Document segment
※ ※ ※

Re: default parallelism in trunk

2014-02-02 Thread Koert Kuipers
After the upgrade spark-shell still behaved properly. But a scala program
that defined it's own SparkContext and did not set
spark.default.parallelism suddenly was stuck with a parallelism of 2. I
"fixed it" by setting a desired spark.default.parallelism system property
for now, and no longer relying on the default.


On Sun, Feb 2, 2014 at 7:48 PM, Aaron Davidson  wrote:

> Sorry, I meant to say we will use the maximum between (the total number of
> cores in the cluster) and (2) if spark.default.parallelism is not set. So
> this should not be causing your problem unless your cluster thinks it has
> less than 2 cores.
>
>
> On Sun, Feb 2, 2014 at 4:46 PM, Aaron Davidson  wrote:
>
>> Could you give an example where default parallelism is set to 2 where it
>> didn't used to be?
>>
>> Here is the relevant section for the spark standalone mode:
>> CoarseGrainedSchedulerBackend.scala#L211.
>> If spark.default.parallelism is set, it will override anything else. If it
>> is not set, we will use the total number of cores in the cluster and 2,
>> which is the same logic that has been used since 
>> spark-0.7
>> .

※ ※ ※

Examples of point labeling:
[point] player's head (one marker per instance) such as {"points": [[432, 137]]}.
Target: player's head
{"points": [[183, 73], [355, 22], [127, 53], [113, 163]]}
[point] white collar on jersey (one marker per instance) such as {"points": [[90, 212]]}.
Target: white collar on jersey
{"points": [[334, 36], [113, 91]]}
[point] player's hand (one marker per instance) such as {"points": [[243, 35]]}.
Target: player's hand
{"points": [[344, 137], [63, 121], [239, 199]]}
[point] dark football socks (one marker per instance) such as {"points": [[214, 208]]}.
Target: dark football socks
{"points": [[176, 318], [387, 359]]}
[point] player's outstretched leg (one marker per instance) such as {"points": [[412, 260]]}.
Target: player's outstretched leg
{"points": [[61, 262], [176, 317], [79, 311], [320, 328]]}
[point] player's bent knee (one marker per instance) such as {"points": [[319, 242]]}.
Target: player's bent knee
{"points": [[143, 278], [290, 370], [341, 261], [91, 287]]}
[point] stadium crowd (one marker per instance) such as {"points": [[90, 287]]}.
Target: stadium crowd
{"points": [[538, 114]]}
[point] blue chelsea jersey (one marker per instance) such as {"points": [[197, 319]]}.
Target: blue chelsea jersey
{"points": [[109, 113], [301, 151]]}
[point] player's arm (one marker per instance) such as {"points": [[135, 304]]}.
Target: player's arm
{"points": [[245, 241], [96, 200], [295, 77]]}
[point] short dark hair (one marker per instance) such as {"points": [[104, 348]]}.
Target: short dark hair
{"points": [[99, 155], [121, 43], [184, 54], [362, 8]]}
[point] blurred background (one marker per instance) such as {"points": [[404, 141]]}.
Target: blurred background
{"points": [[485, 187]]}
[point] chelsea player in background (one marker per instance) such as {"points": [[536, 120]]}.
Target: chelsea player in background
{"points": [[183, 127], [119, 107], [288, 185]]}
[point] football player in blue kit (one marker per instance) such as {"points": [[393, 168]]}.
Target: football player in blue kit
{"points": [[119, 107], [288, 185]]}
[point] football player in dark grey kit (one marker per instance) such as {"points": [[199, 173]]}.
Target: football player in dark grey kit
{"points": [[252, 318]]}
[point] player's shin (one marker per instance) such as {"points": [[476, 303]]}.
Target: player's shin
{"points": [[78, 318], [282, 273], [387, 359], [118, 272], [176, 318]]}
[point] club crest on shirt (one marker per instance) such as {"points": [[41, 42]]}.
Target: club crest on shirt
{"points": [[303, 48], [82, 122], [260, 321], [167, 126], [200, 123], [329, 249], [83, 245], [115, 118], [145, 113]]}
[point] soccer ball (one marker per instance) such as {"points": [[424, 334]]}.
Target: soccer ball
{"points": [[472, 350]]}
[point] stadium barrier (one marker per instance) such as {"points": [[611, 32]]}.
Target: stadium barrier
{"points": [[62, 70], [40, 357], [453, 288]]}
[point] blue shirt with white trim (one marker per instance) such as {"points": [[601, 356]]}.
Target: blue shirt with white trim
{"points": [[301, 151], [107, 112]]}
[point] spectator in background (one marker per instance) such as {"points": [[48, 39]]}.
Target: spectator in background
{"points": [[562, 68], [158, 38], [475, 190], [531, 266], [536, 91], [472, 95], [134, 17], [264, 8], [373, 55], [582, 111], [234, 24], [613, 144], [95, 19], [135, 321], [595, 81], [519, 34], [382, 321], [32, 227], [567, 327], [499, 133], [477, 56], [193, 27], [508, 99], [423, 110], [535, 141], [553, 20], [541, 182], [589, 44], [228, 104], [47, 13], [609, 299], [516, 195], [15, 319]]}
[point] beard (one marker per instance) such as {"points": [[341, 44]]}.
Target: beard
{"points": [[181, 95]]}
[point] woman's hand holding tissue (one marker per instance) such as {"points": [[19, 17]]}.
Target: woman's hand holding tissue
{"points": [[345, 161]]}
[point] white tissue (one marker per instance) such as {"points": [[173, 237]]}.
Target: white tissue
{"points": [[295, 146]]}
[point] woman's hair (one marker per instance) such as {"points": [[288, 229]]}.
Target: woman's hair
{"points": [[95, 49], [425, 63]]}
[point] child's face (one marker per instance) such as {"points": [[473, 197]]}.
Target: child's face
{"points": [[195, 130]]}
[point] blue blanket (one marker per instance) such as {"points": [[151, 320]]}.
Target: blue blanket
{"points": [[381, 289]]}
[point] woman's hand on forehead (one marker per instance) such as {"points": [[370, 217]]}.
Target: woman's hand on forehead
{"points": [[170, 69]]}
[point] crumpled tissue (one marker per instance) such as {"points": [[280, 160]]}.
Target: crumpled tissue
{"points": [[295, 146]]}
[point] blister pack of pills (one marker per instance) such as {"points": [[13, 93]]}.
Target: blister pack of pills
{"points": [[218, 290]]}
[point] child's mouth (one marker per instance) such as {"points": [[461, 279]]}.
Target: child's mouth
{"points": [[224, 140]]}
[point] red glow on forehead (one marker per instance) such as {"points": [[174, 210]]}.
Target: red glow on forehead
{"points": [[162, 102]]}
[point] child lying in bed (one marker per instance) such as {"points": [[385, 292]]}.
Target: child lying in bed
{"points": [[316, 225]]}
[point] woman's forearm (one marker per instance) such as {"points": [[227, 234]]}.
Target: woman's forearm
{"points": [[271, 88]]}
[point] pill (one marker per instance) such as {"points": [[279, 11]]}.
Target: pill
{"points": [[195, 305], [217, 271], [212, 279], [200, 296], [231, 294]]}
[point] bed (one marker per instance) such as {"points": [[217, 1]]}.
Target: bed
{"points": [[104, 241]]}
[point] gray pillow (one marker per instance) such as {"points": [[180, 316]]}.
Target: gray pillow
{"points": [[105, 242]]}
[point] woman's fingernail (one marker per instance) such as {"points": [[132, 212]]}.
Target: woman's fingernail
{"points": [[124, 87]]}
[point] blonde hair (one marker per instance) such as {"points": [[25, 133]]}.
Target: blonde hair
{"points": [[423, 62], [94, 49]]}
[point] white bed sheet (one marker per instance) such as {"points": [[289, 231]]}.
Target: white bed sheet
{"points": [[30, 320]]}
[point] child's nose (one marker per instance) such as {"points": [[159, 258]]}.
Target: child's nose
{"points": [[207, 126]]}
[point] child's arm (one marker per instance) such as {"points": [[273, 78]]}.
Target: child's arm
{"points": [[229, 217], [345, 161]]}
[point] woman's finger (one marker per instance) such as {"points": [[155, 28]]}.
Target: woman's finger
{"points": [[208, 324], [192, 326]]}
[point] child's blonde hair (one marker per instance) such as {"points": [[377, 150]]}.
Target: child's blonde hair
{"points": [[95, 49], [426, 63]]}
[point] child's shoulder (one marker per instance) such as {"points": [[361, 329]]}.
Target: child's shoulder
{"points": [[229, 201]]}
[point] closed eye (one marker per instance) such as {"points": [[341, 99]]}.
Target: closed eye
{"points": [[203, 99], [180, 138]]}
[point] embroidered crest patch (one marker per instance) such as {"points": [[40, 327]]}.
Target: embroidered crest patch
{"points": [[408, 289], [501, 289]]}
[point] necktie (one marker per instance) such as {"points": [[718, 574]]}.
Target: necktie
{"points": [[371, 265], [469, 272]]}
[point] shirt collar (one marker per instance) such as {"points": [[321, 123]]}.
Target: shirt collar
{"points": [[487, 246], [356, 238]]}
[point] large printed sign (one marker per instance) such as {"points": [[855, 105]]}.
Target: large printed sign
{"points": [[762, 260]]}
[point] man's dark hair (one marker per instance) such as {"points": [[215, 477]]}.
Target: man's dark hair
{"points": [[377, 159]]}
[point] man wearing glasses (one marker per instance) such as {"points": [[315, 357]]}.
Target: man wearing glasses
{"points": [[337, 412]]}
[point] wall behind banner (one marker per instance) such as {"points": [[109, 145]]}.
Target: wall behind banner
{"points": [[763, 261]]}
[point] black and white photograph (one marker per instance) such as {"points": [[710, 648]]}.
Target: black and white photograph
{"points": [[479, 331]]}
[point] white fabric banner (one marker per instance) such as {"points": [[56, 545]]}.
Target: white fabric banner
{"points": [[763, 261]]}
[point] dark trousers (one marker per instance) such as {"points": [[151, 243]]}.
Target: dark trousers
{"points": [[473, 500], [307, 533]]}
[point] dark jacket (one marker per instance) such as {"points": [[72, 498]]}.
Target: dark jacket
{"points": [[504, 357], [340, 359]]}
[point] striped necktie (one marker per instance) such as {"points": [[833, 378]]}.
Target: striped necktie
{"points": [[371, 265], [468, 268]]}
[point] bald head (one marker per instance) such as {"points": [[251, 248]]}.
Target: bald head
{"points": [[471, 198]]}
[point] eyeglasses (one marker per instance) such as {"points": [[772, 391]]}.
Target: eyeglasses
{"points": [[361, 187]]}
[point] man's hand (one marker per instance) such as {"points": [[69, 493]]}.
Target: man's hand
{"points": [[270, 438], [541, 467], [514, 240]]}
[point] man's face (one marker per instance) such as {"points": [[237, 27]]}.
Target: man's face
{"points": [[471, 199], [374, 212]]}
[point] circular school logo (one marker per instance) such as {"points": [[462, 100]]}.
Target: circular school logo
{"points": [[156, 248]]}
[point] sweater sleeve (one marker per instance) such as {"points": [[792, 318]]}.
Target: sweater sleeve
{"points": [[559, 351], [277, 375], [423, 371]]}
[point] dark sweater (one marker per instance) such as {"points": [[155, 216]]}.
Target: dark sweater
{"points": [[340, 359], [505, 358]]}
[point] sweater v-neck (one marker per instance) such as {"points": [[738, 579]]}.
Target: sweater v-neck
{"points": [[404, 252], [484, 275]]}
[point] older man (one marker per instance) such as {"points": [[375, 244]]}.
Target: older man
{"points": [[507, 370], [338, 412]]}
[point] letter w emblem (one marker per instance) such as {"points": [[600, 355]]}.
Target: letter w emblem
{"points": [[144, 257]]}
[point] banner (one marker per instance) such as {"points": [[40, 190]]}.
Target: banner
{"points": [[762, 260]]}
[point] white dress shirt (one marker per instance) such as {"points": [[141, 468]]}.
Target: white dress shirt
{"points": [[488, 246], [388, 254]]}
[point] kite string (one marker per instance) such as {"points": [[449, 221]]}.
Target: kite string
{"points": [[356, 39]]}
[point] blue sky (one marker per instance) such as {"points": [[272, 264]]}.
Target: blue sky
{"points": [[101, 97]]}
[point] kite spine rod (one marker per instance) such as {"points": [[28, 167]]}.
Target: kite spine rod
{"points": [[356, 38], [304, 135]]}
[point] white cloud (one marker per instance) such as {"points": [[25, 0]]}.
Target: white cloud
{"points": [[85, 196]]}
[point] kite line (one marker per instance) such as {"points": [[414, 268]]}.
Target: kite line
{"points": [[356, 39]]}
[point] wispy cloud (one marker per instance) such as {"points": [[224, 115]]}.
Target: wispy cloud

※ ※ ※

Problem set
1) Quote the thread on default parallelism word for word, starting with "On Sun, Feb 2, 2014 at 7:48" and going on through "than 2 cores.".
2) List every date or timestamp given in the thread on default parallelism.
3) Answer these questions from the thread on default parallelism:
(a) What parallelism was the Scala program stuck with after the upgrade?
(b) Which file does the thread point to as the relevant section for the Spark standalone mode?
(c) Since which version has the same parallelism logic been used?
The listing is not needed for any of the work on this page.

Answers given
1)
On Sun, Feb 2, 2014 at 7:48 PM, Aaron Davidson  wrote:

> Sorry, I meant to say we will use the maximum between (the total number of
> cores in the cluster) and (2) if spark.default.parallelism is not set. So
> this should not be causing your problem unless your cluster thinks it has
> less than 2 cores.

2)
2014-02-02
Sun, Feb 2, 2014 at 7:48 PM
Sun, Feb 2, 2014 at 4:46 PM

3)
(a) A parallelism of 2.
(b) CoarseGrainedSchedulerBackend.scala, at #L211.
(c) Since spark-0.7.